PROMPT: The expected output is the data below, restated word for word.
[DATA FOR THIS EXERCISE Boundary: Start]
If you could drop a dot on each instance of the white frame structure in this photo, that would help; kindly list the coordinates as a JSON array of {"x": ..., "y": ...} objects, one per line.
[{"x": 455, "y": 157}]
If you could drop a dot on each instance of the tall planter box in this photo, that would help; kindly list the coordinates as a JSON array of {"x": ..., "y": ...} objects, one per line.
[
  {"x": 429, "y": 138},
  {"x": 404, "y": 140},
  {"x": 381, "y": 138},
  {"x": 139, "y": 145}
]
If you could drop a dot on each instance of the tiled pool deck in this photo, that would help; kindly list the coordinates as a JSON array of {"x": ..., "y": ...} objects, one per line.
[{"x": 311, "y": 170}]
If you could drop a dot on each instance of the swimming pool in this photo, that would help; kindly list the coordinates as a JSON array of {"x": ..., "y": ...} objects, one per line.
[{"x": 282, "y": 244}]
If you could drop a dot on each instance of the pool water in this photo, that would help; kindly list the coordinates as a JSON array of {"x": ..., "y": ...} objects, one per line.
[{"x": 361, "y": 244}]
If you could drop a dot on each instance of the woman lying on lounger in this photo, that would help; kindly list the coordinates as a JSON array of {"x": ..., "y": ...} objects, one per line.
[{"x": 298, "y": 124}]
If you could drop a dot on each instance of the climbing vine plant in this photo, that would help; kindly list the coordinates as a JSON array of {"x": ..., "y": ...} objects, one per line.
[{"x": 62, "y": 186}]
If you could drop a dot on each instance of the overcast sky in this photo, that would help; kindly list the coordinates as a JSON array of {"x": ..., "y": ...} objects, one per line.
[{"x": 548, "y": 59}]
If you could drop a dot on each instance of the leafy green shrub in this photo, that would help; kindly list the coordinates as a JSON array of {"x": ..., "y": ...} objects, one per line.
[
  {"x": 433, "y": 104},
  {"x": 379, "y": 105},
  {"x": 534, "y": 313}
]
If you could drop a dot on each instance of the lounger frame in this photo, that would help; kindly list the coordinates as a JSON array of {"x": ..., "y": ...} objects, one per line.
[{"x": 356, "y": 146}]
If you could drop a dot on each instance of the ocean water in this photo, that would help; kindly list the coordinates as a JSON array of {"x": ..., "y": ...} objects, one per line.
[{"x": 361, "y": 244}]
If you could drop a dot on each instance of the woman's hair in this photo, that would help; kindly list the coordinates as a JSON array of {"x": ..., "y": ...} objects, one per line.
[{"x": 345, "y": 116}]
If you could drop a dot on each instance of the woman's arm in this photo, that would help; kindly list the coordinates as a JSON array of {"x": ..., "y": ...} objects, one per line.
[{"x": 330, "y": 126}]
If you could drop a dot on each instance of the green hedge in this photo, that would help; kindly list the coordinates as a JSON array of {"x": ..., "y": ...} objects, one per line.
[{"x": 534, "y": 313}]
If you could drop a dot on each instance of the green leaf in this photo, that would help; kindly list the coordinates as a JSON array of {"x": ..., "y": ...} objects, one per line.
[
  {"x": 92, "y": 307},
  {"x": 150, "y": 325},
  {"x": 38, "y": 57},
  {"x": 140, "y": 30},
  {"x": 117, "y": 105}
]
[DATA FOR THIS EXERCISE Boundary: End]
EXPECTED ANSWER:
If you could drop a dot on each instance of the white frame structure in this photo, that would help; kindly list the coordinates as a JSON array of {"x": ..., "y": ...} objects, one per line.
[{"x": 455, "y": 157}]
If you could drop a dot on each instance of the tall planter box in this photo, that would help; kindly list the coordinates as a JSON array of {"x": ..., "y": ...} objects, one per line.
[
  {"x": 429, "y": 138},
  {"x": 404, "y": 140},
  {"x": 381, "y": 138},
  {"x": 139, "y": 145}
]
If you could drop a dot on each instance of the tiled pool deck in this photo, that would help; kindly list the coordinates as a JSON array of {"x": ..., "y": ...} objects, one per line.
[{"x": 311, "y": 170}]
If you could drop a dot on each instance of the swimming pool in this photo, that would help; kindly list the coordinates as a JSON array of {"x": ..., "y": ...} objects, one per line.
[{"x": 282, "y": 244}]
If you could drop a dot on each instance of the pool water in this photo, that would help; kindly list the coordinates as a JSON array of {"x": ..., "y": ...} objects, one per line.
[{"x": 361, "y": 244}]
If you could drop a dot on each instance of the woman lying on lounger in this photo, that would help; kindly list the coordinates as a JSON array of {"x": ..., "y": ...} objects, one per line.
[{"x": 298, "y": 124}]
If you could drop a dot on each instance of the climbing vine plant in this photo, that would help; kindly list the coordinates as a JSON array of {"x": ..., "y": ...} objects, one per line.
[{"x": 62, "y": 186}]
If you could drop a dot on each instance of the overcast sky in this photo, that would help; kindly list the coordinates as a JSON array of {"x": ..., "y": ...} objects, one per line.
[{"x": 548, "y": 59}]
If you could drop a dot on each instance of the leafy green shrub in this photo, that would help; kindly list the coordinates as a JSON array of {"x": ..., "y": ...} objects, one per line.
[
  {"x": 433, "y": 104},
  {"x": 379, "y": 105},
  {"x": 534, "y": 313}
]
If you could drop a dot on each instance of the lounger frame in this photo, that would help; kindly list the coordinates as a JSON array of {"x": ..., "y": ...} objects, one per line.
[{"x": 356, "y": 146}]
If you could drop a dot on each instance of the ocean water in this photo, that would help; kindly list the coordinates as a JSON array of {"x": ..., "y": ...} objects, one per line.
[{"x": 361, "y": 244}]
If you could drop a dot on each instance of the woman's hair in this photo, that would help; kindly list the coordinates as a JSON array of {"x": ..., "y": ...} objects, one per line.
[{"x": 345, "y": 116}]
If you could drop a dot on each instance of the woman's arm in this photo, that would help; kindly list the coordinates as a JSON array of {"x": ..., "y": ...} objects, one per line.
[{"x": 330, "y": 126}]
If you could drop a dot on each instance of the green hedge in this photo, that would help; kindly list the coordinates as a JSON array of {"x": ..., "y": ...} objects, one per line.
[{"x": 534, "y": 313}]
If you could drop a dot on each instance of the green leaf in this photo, that would help; kindly list the coordinates as a JSON array of {"x": ..., "y": ...} objects, one per line.
[
  {"x": 92, "y": 307},
  {"x": 150, "y": 325},
  {"x": 38, "y": 57},
  {"x": 140, "y": 30},
  {"x": 117, "y": 105}
]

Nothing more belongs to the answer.